Exercise prompt:
Please print the whole listing below exactly as it stands.

==== Data for this task ====

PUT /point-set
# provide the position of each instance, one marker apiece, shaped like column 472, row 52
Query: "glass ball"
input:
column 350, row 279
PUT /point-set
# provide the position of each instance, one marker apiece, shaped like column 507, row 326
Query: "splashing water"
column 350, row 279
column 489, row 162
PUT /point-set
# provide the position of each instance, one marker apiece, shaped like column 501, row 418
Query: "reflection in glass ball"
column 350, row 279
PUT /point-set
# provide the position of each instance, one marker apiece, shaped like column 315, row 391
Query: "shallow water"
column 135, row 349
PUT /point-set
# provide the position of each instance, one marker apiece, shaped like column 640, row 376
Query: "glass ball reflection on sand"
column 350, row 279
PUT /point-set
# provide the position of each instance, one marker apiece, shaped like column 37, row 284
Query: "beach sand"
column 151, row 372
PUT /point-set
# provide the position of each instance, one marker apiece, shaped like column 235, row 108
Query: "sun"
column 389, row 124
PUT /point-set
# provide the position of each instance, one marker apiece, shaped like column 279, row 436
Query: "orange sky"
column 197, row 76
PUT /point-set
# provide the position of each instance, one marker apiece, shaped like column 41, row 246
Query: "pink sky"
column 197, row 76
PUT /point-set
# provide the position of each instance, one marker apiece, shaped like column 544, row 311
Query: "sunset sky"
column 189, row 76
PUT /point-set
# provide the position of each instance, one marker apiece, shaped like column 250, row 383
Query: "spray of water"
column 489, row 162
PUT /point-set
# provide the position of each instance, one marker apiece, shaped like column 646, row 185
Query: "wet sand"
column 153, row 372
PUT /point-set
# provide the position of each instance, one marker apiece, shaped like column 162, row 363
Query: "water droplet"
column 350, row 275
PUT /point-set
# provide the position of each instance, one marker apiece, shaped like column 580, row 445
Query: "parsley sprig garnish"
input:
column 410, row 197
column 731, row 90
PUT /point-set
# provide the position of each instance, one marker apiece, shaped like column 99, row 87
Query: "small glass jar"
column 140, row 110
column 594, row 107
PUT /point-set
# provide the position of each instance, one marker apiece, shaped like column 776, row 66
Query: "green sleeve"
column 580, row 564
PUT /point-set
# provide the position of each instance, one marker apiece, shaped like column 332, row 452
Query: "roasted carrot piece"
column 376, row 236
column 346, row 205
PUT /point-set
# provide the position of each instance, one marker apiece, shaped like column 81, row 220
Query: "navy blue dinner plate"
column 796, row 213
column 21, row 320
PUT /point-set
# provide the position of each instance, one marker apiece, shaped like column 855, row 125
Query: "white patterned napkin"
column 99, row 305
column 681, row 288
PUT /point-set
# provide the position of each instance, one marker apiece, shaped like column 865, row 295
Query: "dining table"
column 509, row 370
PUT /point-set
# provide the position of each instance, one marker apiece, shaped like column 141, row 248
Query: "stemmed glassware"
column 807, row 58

====

Answer area:
PUT /point-set
# provide the position of each instance, one marker apiece, shaped like column 472, row 52
Query: "glass ball"
input:
column 350, row 279
PUT /point-set
# provide the position of each instance, one marker apiece, shaped like column 507, row 326
Query: "splashing water"
column 350, row 279
column 489, row 162
PUT /point-set
# provide the position of each instance, one marker apiece, shaped like column 501, row 418
Query: "reflection in glass ball"
column 350, row 279
PUT /point-set
# provide the position of each instance, one marker apiece, shaped like column 315, row 391
Query: "shallow water"
column 135, row 349
PUT /point-set
# provide the position of each instance, one marker apiece, shaped like column 640, row 376
Query: "glass ball reflection on sand"
column 350, row 279
PUT /point-set
# provide the position of each instance, one marker apiece, shaped like column 37, row 284
Query: "beach sand"
column 151, row 372
PUT /point-set
# provide the position of each instance, one marker apiece, shaped like column 235, row 108
Query: "sun"
column 389, row 124
PUT /point-set
# provide the position of each instance, one marker apiece, shaped like column 279, row 436
Query: "orange sky"
column 197, row 76
PUT /point-set
# provide the position of each instance, one marker apiece, shaped like column 41, row 246
Query: "pink sky"
column 197, row 76
PUT /point-set
# provide the position of each instance, one marker apiece, shaped like column 544, row 311
Query: "sunset sky"
column 189, row 76
PUT /point-set
# provide the position of each instance, one marker apiece, shaped like column 250, row 383
Query: "spray of water"
column 489, row 162
PUT /point-set
# provide the position of each instance, one marker apiece, shaped like column 646, row 185
Query: "wet sand"
column 153, row 372
PUT /point-set
# provide the position of each instance, one marker apiece, shaped like column 162, row 363
Query: "water droplet"
column 350, row 275
PUT /point-set
# provide the position of each instance, one marker apiece, shaped like column 580, row 445
Query: "parsley sprig garnish"
input:
column 410, row 197
column 731, row 90
PUT /point-set
# provide the position of each instance, one marker apiece, shaped like column 99, row 87
Query: "small glass jar"
column 140, row 110
column 594, row 107
PUT /point-set
# provide the position of each instance, one marker apiece, shaped like column 776, row 66
Query: "green sleeve"
column 580, row 564
PUT /point-set
# provide the position of each instance, one marker apiece, shaped like column 332, row 452
Query: "roasted carrot piece"
column 376, row 236
column 346, row 205
PUT /point-set
# provide the position of each instance, one marker apiece, shaped like column 81, row 220
Query: "navy blue dinner plate"
column 796, row 213
column 21, row 320
PUT /point-set
# provide the position of each instance, one marker apiece, shaped like column 855, row 125
Query: "white patterned napkin"
column 99, row 305
column 681, row 288
PUT /point-set
# provide the position of each instance, one marker apiece, shaped like column 865, row 295
Query: "dining table"
column 509, row 370
PUT /point-set
# provide the position of each instance, one marker apiece, shaped like column 141, row 248
Query: "stemmed glassware"
column 807, row 58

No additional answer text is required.